> **GIVEN PROBLEM 1**: According to the profile of the tax attorney below, at which law firm does Paul McCord work?
━━━ QUOTED PASSAGE
U.S. Navy veteran has enjoyed a long career as attorney in the tax field

by Sheila Pursglove
Legal News

Tax attorney Paul McCord recalls a client who had just been released from federal prison for tax evasion.

“This time he was attempting to defend against a state income tax assessment – using the same arguments that put him in prison in the first instance,” McCord says.

An attorney with Fraser Trebilcock in Lansing, focusing on federal, state and local tax controversies and litigation, corporate counseling, and probate administration, McCord says his work involves “unraveling a tax mess from the past, disputing taxes with the government, or planning taxes for the future”.

“It’s a puzzle, and I enjoy working through the problems,” he adds.

In a case at the Court of Appeals, McCord had no sooner finished a couple of sentences of his introduction when one of the judges stopped and peppered him with three questions.  After responding to each question, McCord realized that not only had the judge read his brief and fully grasped his argument, but that his client would likely prevail – provided McCord said no more.
━━━━━━
━━━ THE INPUT
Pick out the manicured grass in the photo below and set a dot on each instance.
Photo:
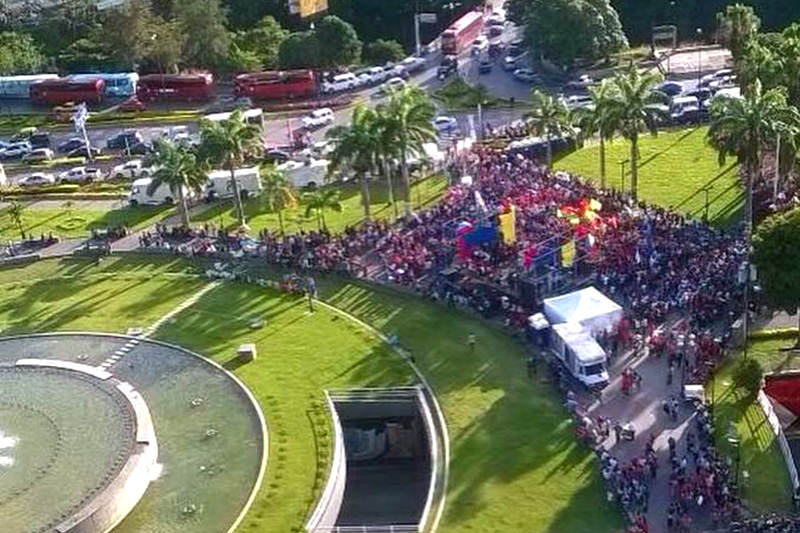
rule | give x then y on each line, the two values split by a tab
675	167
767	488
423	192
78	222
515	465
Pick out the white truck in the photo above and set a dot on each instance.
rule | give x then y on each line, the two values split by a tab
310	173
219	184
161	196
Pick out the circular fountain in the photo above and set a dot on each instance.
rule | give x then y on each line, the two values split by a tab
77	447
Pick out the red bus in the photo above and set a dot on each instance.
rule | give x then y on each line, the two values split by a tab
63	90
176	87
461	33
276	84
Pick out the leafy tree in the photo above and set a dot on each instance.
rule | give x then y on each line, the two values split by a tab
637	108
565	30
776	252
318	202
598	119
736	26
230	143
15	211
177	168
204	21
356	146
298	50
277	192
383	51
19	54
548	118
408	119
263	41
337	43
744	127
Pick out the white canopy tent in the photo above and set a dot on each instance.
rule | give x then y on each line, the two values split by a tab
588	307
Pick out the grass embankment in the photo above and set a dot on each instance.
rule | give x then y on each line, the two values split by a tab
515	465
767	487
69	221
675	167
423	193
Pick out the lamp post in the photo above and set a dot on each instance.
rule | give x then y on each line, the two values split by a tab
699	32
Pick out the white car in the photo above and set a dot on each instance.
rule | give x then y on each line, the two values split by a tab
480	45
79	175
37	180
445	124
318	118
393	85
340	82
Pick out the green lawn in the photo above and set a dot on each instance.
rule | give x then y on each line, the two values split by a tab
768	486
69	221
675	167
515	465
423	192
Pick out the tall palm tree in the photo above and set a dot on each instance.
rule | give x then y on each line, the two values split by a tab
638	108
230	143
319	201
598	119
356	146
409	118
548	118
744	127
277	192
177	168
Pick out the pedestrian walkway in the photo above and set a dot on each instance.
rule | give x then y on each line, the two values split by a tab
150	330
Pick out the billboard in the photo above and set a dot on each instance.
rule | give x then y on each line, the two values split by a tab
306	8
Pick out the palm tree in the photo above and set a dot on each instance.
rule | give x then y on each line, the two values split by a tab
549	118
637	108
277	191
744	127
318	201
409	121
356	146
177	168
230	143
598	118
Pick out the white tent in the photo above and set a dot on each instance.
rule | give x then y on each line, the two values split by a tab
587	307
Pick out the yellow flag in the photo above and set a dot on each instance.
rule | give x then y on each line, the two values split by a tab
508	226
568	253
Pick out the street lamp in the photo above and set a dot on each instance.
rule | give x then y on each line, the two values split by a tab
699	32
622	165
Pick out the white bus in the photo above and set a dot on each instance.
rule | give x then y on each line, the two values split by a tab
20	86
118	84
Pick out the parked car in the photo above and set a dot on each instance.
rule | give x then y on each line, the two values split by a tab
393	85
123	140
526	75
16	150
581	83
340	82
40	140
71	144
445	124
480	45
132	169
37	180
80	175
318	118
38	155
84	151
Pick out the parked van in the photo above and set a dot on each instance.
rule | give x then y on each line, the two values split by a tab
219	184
━━━━━━
> **GIVEN PROBLEM 2**: Write out the lines of the records that start with the line containing "Pick out the parked car" and run through the final line of the records.

> **RIGHT ANSWER 1**: Fraser Trebilcock in Lansing.

> **RIGHT ANSWER 2**:
Pick out the parked car in the photo above and set a dot on each instance.
rule | give x then y on each line, the two values split by a tab
393	85
123	140
526	75
16	150
581	83
340	82
40	140
71	144
445	124
480	45
132	169
37	180
80	175
318	118
38	155
84	151
Pick out the parked van in the photo above and set a dot on each instance.
rule | give x then y on each line, the two values split by a tab
219	184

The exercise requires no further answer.